◆ **ZIEL A**
Erläutern Sie anhand des Textes über Klatsch und Tratsch, weshalb der dort beschriebene Cocktail als „hochpotent“ bezeichnet wird.

-=-=-

Was versteht man unter
„Klatsch und Tratsch“?
Eigene
Definition:
Klatsch und Tratsch bilden einen
hochpotenten Cocktail, bestehend aus je einem Schuss Sensationsgier,
Voyeurismus, Werte-Check, Realitätsvergewisserung, Selbstbestätigung,
Verbrüderung, Machtausübung sowie Abreaktion und Entgiftung. Dieser
Cocktail wirkt sowohl beim einzelnen wie auch im sozialen Verbund. Er ist
hochpotent, weil er insbesondere über das Ansehen“ anderer Menschen
entscheiden kann und die eigene und wie auch fremde Identitäten zu
definieren vermag. Im Extremfall kann er sogar zum „Rufmord“ führen.
Klatsch und Tratsch sind also eine Kommunikationsform mit vielen
Funktionen, die hilft, mit der Existenz „mächtigerer“, (scheinbar)
wichtigerer oder „besonderer“ (= auffälliger) Menschen klar zu kommen,
ohne sich selbst in Frage stellen zu müssen.

-=-=-

◆ **ZIEL B**
Suchen Sie aus den folgenden Zeilen jede heraus, in der die Zeichenfolge "shown" vorkommt, und geben Sie diese Zeilen wieder.

-=-=-

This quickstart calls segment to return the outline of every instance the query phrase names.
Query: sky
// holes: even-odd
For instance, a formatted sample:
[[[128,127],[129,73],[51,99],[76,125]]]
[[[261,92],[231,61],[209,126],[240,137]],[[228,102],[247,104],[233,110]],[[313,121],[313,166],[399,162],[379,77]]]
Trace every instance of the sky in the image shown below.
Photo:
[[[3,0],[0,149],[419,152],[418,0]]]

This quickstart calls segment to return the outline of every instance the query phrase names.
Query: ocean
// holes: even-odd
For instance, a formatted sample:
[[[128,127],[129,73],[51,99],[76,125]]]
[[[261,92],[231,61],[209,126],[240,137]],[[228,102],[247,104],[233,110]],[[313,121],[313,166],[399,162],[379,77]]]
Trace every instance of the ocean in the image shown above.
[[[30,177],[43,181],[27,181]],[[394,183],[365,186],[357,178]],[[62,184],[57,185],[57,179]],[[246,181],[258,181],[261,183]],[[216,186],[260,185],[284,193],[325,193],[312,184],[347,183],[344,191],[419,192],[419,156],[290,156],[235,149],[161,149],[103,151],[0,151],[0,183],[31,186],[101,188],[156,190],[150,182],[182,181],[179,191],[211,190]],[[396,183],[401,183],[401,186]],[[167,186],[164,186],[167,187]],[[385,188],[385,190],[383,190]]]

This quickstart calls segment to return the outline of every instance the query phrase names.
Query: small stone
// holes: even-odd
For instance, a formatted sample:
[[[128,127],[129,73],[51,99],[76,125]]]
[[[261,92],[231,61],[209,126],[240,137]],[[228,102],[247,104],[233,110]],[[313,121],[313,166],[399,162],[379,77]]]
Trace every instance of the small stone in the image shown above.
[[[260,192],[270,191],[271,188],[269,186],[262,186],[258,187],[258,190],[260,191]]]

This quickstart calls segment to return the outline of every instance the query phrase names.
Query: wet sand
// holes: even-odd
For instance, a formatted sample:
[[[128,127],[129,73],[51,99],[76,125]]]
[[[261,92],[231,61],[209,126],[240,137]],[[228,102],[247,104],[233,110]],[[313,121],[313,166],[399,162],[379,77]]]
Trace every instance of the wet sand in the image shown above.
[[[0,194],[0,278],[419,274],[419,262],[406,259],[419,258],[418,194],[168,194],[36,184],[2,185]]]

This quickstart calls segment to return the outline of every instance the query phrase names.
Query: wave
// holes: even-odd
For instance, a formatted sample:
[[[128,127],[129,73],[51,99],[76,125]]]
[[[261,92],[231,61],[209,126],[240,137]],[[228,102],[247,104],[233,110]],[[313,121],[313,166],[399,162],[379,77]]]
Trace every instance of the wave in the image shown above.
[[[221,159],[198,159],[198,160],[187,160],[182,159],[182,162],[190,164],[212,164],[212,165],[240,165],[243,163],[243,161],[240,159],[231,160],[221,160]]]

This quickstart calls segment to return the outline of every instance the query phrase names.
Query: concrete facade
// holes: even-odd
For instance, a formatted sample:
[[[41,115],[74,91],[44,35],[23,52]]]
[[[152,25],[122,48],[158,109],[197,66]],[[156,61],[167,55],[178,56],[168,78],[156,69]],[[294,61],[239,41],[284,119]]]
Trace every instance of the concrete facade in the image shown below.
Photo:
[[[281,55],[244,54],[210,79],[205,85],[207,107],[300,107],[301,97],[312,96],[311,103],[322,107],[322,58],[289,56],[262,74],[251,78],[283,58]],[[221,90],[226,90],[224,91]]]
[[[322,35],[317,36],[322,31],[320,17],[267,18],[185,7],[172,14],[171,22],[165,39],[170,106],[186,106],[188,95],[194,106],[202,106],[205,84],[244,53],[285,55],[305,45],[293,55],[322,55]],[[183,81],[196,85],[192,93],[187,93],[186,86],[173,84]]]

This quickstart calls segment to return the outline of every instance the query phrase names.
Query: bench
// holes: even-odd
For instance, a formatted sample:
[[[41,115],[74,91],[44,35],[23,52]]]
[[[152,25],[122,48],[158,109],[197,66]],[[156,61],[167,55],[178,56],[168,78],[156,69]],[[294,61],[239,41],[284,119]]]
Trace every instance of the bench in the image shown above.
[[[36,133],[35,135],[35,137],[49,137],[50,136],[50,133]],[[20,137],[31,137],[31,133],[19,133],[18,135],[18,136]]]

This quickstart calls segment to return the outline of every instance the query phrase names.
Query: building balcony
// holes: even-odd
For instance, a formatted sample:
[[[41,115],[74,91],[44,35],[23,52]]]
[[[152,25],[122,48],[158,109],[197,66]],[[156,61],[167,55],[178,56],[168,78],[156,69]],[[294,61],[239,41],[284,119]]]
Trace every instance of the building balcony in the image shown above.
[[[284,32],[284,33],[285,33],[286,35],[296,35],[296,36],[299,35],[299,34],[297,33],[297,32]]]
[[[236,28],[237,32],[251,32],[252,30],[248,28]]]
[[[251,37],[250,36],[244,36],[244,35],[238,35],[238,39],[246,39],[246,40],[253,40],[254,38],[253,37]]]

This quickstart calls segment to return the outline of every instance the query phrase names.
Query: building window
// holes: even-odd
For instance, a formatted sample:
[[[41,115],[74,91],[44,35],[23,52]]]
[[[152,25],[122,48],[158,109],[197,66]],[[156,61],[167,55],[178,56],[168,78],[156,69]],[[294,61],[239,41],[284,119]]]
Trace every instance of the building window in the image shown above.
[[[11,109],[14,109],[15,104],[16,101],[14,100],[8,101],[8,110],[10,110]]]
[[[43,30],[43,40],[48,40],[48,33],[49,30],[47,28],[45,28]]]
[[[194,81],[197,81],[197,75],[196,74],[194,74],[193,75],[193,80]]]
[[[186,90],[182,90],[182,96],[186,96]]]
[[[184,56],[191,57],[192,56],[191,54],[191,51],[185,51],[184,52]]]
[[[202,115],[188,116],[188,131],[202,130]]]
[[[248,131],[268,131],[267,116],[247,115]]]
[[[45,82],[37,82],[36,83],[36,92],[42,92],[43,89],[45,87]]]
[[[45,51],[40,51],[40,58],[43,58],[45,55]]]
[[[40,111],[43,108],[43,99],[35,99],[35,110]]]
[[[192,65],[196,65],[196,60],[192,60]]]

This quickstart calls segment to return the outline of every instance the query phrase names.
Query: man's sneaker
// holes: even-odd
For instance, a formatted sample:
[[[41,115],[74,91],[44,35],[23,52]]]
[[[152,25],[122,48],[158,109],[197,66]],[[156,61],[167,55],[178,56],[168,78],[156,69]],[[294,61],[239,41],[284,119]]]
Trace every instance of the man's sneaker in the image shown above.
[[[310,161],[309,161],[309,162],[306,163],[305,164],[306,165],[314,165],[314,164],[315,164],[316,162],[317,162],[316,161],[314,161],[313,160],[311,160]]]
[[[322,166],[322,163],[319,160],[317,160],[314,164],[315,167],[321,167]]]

-=-=-

◆ **LÖSUNG A**
Er gilt als hochpotent, weil er insbesondere über das Ansehen anderer Menschen entscheiden kann. Zudem vermag er sowohl die eigene als auch fremde Identitäten zu definieren.

◆ **LÖSUNG B**
Trace every instance of the sky in the image shown below.
Trace every instance of the ocean in the image shown above.
Trace every instance of the small stone in the image shown above.
Trace every instance of the wet sand in the image shown above.
Trace every instance of the wave in the image shown above.
Trace every instance of the concrete facade in the image shown below.
Trace every instance of the bench in the image shown above.
Trace every instance of the building balcony in the image shown above.
Trace every instance of the building window in the image shown above.
Trace every instance of the man's sneaker in the image shown above.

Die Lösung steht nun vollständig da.